Problem a:
In the passage on drone-based visible light communication, what does each IoT node carry for uplink transmission?

Passage provided:
This article investigates a multi-unmanned drone cooperative VLC system for IoT data collection. It comprehensively considers the impact of flight jitter on the VLC channel characteristics, innovatively designs a task allocation method based on an improved clustering algorithm, and delves into a three-dimensional trajectory planning strategy utilizing deep reinforcement learning. The performance is validated through simulation, aiming to provide theoretical support and technical solutions for such intelligent communication systems.
1. System and Channel Model
The considered system comprises multiple IoT nodes on the ground and multiple UAVs in the air. The i-th IoT node and the k-th unmanned drone are located at coordinates $\mathbf{w}_i = [x_i, y_i, 0]^T$ and $\mathbf{q}_k[n] = [x_{k,n}, y_{k,n}, h_k]^T$ at time slot $n$, respectively, where $h_k$ is the fixed flying altitude of the k-th drone. Each IoT node is equipped with a Light Emitting Diode (LED) for uplink transmission, and each unmanned drone is equipped with a photodiode (PD) receiver.
1.1 Jitter-Affected VLC Channel Model
Assuming intensity modulation and direct detection with on-off keying, the line-of-sight channel gain based on the Lambertian model is considered. Crucially, the flight jitter of the unmanned drone causes random fluctuations in its orientation. The tilt angle $\theta_{i,k}^{(n)}$ due to jitter is modeled as a random variable. Its probability density function (PDF) is given by:
$$f_{\Theta}(\theta_{i,k}^{(n)}) = \frac{\cos(\theta_{i,k}^{(n)})}{\sigma^2 \sin(\theta_{i,k}^{(n)})} \exp\left(-\frac{\cos^2(\theta_{i,k}^{(n)})}{2\sigma^2}\right), \quad 0 < \theta_{i,k}^{(n)} < \frac{\pi}{2}$$
where $\sigma^2$ is the jitter variance. The incidence angle at the PD becomes $\psi_{i,k}^{(n)} = \phi_{i,k}^{(n)} – \theta_{i,k}^{(n)}$, where $\phi_{i,k}^{(n)}$ is the irradiance angle. The channel gain is therefore:
$$
H_{i,k}^{(n)} =\begin{cases}
\frac{(m+1)A}{2\pi (d_{i,k}^{(n)})^2} \cos^m(\phi_{i,k}^{(n)}) \cos(\psi_{i,k}^{(n)}), & 0 \le \psi_{i,k}^{(n)} \le \Psi_c\\
0, & \psi_{i,k}^{(n)} > \Psi_c
\end{cases}
$$
Here, $m$ is the Lambertian order, $A$ is the PD area, $d_{i,k}^{(n)}$ is the distance, and $\Psi_c$ is the receiver field-of-view semi-angle. The channel capacity for the link between IoT node $i$ and unmanned drone $k$ at time slot $n$ is:
$$
C_{i,k}^{(n)} = \frac{1}{2} \log_2\left(1 + \frac{(\xi_i P_i H_{i,k}^{(n)})^2}{2\pi e \sigma_k^2}\right)

Problem b:
Please lay out the part of the records that begins at the line containing "For QA review: verify that every gradient" and runs through the line containing "0;0;600;281" as a JSON list of strings, one string per line, leaving out blank lines.

Extracted data:

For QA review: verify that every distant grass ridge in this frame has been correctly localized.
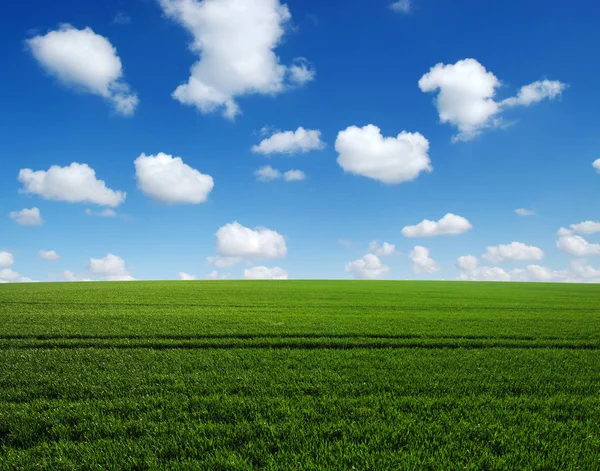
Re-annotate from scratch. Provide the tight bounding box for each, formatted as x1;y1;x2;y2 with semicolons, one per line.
0;281;600;470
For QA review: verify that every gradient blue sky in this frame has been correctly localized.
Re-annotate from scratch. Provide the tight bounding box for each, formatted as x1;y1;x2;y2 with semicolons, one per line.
0;0;600;281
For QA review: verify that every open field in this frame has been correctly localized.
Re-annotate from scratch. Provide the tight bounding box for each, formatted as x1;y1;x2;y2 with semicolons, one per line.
0;281;600;470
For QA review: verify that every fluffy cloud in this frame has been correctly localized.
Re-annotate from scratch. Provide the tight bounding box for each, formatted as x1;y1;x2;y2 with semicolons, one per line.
19;162;126;206
8;208;43;226
0;250;15;268
204;270;231;280
288;57;316;86
571;258;600;283
252;127;325;156
55;270;94;281
390;0;411;13
456;255;479;271
84;208;120;218
402;213;473;237
254;165;306;182
88;253;133;281
134;152;214;204
346;253;390;280
458;267;510;281
510;265;569;282
160;0;314;119
27;24;139;116
408;245;440;274
216;221;287;260
38;250;60;261
483;242;544;262
561;221;600;235
338;239;352;247
0;268;33;283
283;170;306;182
556;235;600;257
206;257;242;268
515;208;535;216
419;59;566;141
456;255;600;283
244;267;288;280
369;240;396;257
501;80;567;107
254;165;281;182
335;124;433;184
456;255;566;281
177;271;196;281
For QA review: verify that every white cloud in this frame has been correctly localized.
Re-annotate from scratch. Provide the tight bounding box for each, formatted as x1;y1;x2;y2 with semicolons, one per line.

Written answer a:
A Light Emitting Diode (LED).

Written answer b:
[
  "For QA review: verify that every gradient blue sky in this frame has been correctly localized.",
  "Re-annotate from scratch. Provide the tight bounding box for each, formatted as x1;y1;x2;y2 with semicolons, one per line.",
  "0;0;600;281"
]